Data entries
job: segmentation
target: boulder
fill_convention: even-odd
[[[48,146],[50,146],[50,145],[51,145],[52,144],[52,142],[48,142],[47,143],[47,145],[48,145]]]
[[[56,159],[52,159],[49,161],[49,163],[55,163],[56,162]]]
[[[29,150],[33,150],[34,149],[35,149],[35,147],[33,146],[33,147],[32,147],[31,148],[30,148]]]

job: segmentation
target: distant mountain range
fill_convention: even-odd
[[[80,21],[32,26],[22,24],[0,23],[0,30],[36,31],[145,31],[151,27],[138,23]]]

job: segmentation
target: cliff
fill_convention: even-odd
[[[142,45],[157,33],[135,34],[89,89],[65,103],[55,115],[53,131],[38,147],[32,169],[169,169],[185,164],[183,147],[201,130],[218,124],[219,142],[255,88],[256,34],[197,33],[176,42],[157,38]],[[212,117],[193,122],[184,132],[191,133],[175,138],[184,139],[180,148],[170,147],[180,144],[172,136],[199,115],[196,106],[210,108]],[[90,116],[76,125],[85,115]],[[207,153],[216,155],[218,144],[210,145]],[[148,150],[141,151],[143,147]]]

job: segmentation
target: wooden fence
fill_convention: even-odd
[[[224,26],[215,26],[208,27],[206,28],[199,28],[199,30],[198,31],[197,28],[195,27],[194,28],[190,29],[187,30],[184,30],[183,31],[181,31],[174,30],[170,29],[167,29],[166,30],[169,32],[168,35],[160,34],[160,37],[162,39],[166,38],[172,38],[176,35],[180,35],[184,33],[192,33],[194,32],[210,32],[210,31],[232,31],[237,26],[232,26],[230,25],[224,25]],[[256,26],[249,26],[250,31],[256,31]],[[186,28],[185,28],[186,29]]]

» **What to do**
Return the lines above exactly, keeping every word.

» **Result for this task**
job: segmentation
target: boulder
fill_convention: even-odd
[[[48,146],[50,146],[50,145],[51,145],[52,144],[52,142],[48,142],[47,143],[47,145],[48,145]]]
[[[56,159],[52,159],[49,161],[49,163],[55,163],[56,162]]]
[[[29,150],[33,150],[34,149],[35,149],[35,147],[33,146],[33,147],[32,147],[31,148],[30,148]]]

job: segmentation
target: distant mountain range
fill_convention: even-odd
[[[80,21],[32,26],[22,24],[0,23],[0,30],[36,31],[145,31],[151,27],[138,23]]]

job: segmentation
target: cliff
fill_convention: even-odd
[[[142,45],[157,33],[135,34],[89,89],[65,103],[55,115],[53,131],[38,147],[32,169],[169,169],[185,164],[183,147],[201,130],[218,124],[219,142],[255,88],[256,34],[197,33],[176,42],[157,38]],[[212,117],[193,122],[184,132],[191,133],[175,138],[184,139],[180,148],[170,147],[180,144],[172,136],[199,115],[196,106],[210,108]],[[90,116],[76,125],[85,115]],[[207,153],[216,155],[218,144],[210,145]],[[148,150],[141,151],[143,147]]]

job: segmentation
target: wooden fence
fill_convention: even-odd
[[[224,26],[215,26],[208,27],[206,28],[199,28],[199,30],[198,31],[197,28],[195,27],[194,28],[190,29],[187,30],[184,30],[183,31],[181,31],[174,30],[170,29],[167,29],[166,30],[169,32],[168,35],[160,34],[160,37],[162,39],[166,38],[172,38],[176,35],[180,35],[184,33],[192,33],[194,32],[210,32],[210,31],[232,31],[237,26],[232,26],[230,25],[224,25]],[[256,26],[249,26],[250,31],[256,31]],[[186,28],[185,28],[186,29]]]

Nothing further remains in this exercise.